**What you will do:**
(1) In the page about the Hillsboro Kiwanis Club, restate the paragraph beginning "The first meeting began with the singing" as a short bulleted list that keeps its main facts.
(2) From the page about the Hillsboro Kiwanis Club, reproduce word for word the passage starting with "Club History" and going on through "a new club.".

**Text segment:**
About

The Hillsboro Kiwanis Club has been creating friendships by being the liaison between those who wish to serve and those in need of service in Hillsboro, Oregon since 1953.

Our Mission

  • To improve the quality of the life of youth in our community and the world through service, partnership, fellowship, knowledge and financial resources.

Our club invests in children and our community supporting programs including:

  • Key Clubs at HillHi, Glencoe, Liberty, & Century High Schools
  • Mt. Hood Kiwanis Camp (empowering youth with disabilities)
  • Doernbecher Children’s Hospital Cancer Program
  • S.M.A.R.T. Readers program
  • an annual scholarship to graduating seniors in the Hillsboro School District

Organization

Each member participates as desired in the various projects we support. Please consider becoming active in one or more of our committees:


Club History

The Hillsboro Kiwanis Club, a local of Kiwanis International and a club dedicated to service to community, was seeded and nurtured by three dedicated men sixty years ago and still thrives as one of Hillsboro’s most active community service organizations. It is said that “Kiwanis is not something you join, it’s something you do!”

Five men, Dale Scheller, a local dairy farmer; Jack Murton, Kiwanis district lieutenant governor and from the Gresham Kiwanis Club; Bob Gales, Beaverton Kiwanis president; and two Hillsboro bankers – Lew Glass of the Commercial Bank and Bill Huneger of the 1st National, met in a room on the second floor of Glass’ bank on the corner of 2nd and Main in 1953. It was early September – a good traditional time to start something new: new school year, new football season, new harvest, and the perfect time to start a new club.

November 30, 1953 is the official club date for our organization. Twenty-five men met (men-only in those years) on a Tuesday evening at Chuck’s Restaurant on 1st and Baseline. Tuesday has been the weekly meeting night for the club’s entire history. Charter Night was February 15, 1954 when a large crowd of 180 people assembled at St. Matthews School for dinner. The Beaverton Kiwanis Club was the official sponsor with twenty-nine charter members. The first officers installed were Dale Scheller, president; Lou Glass, vice president; and William Huneger, secretary-treasurer.

The first meeting began with the singing of “America,” and “O Canada,” which is sung because Northwest Canada is part of the same Pacific Northwest District. Meetings still begin with those songs. But on that night, the evening ended with the additional singing of “Cruising Down the River,” “Home on the Range,” and “The Band Played On.” No records exist if the singing was on key, sometimes a problem at current meetings.

**Data provided:**
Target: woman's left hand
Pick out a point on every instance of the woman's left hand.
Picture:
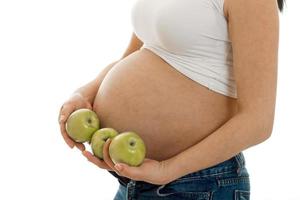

**Solutions to the exercise:**
(1)
- The first meeting opened with "America" and "O Canada." The second is sung because Northwest Canada is part of the same Pacific Northwest District.
- Meetings still open with both songs.
- That first evening ended with "Cruising Down the River," "Home on the Range," and "The Band Played On."
- No records show whether the singing was on key, which is sometimes a problem at current meetings.

(2)
Club History

The Hillsboro Kiwanis Club, a local of Kiwanis International and a club dedicated to service to community, was seeded and nurtured by three dedicated men sixty years ago and still thrives as one of Hillsboro’s most active community service organizations. It is said that “Kiwanis is not something you join, it’s something you do!”

Five men, Dale Scheller, a local dairy farmer; Jack Murton, Kiwanis district lieutenant governor and from the Gresham Kiwanis Club; Bob Gales, Beaverton Kiwanis president; and two Hillsboro bankers – Lew Glass of the Commercial Bank and Bill Huneger of the 1st National, met in a room on the second floor of Glass’ bank on the corner of 2nd and Main in 1953. It was early September – a good traditional time to start something new: new school year, new football season, new harvest, and the perfect time to start a new club.